Em pacientes idosos, trabalhos pequenos encontraram que fazer doses menores atingem resultados similares e com menos eventos adversos [21]. Outro trabalho indicou que fazer a reposição em dias alternados se associou a melhor aceitação dos pacientes, apesar de uma recuperação mais lenta de hemoglobina [22].

Os principais eventos adversos relacionados a reposição de ferro oral são constipação, náusea e diarreia [23].

O comprimido deve ser tomado entre as refeições. Refeições que contenham cálcio, como alimentos derivados do leite, reduzem a absorção de ferro. Em contrapartida, alimentos que contenham vitamina C auxiliam na absorção.

O tratamento deve ser supervisionado com a medição de reticulócitos, que se elevam em quatro a cinco dias, e pela hemoglobina, que se eleva entre duas e quatro semanas. O tratamento é feito por três a seis meses, com o objetivo de normalizar a ferritina [24].

— Seção de dados —
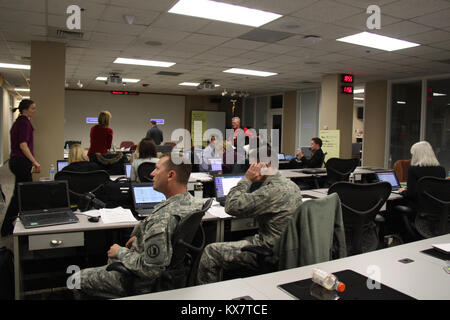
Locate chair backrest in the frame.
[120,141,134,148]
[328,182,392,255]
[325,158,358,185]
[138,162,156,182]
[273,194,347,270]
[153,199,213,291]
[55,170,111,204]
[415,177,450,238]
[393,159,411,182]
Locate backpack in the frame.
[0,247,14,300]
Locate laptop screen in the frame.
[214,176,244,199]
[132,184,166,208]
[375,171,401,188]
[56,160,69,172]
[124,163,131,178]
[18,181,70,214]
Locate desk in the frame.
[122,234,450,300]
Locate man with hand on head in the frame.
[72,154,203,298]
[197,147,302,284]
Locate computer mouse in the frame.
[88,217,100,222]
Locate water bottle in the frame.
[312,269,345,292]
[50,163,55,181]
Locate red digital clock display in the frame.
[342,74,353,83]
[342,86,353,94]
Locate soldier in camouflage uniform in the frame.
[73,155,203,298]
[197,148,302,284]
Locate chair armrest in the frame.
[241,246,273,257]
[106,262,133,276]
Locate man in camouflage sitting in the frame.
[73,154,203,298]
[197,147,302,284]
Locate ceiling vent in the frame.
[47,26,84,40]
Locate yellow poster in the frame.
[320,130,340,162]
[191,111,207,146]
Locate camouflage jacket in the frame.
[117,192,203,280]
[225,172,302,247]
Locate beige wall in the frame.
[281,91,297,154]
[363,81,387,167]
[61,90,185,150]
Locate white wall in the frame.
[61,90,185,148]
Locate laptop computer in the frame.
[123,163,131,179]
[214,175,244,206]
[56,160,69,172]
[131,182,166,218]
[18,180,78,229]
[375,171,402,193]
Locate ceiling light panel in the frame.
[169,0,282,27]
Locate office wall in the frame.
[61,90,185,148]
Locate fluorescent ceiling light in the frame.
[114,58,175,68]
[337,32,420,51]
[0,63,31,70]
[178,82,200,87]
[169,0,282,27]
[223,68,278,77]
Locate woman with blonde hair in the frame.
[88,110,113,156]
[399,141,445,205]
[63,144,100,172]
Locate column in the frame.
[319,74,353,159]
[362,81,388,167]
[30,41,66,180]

...

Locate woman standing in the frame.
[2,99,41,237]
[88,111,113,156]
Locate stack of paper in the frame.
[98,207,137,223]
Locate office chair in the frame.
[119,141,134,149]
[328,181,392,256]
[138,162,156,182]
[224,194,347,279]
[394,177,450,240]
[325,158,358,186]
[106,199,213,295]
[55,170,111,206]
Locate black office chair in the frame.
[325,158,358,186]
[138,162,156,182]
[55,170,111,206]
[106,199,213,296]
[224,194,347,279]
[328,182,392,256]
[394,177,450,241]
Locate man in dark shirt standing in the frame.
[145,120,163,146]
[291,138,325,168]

* * *

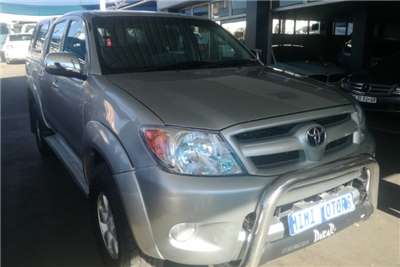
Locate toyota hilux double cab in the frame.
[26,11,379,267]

— Instruções do exercício —
Continue o texto sobre a reposição de ferro por via oral a partir da última frase apresentada. Os registros foram retirados de uma fonte diferente da do texto.

— Resposta —
Tratamento intravenoso

A reposição intravenosa do ferro pode ser utilizado nas seguintes situações:

  • Não respondedores à reposição oral por intolerância gastrointestinal
  • Má absorção, doença inflamatória intestinal ou problemas com a via de administração - por exemplo, disfagia grave
  • Doença renal crônica
  • Sangramento persistente, excedendo a capacidade de reposição oral - por exemplo, sangramento uterino intenso e telangiectasias mucosas
  • Estados inflamatórios que interferem na homeostasia do ferro

As principais apresentações estão na tabela 4. O paciente deve necessitar em média de 1000 a 1500 mg de ferro para a reposição de estoques.

Tabela 4
Formulações de ferro por via endovenosa
Formulações de ferro por via endovenosa

Comentamos mais sobre como repor ferro intravenosa em Reposição Intravenosa de Ferro.

Refratariedade

A anemia por deficiência de ferro é considerada refratária quando não há aumento de 1 g de hemoglobina após quatro a seis semanas de reposição oral de ferro [25].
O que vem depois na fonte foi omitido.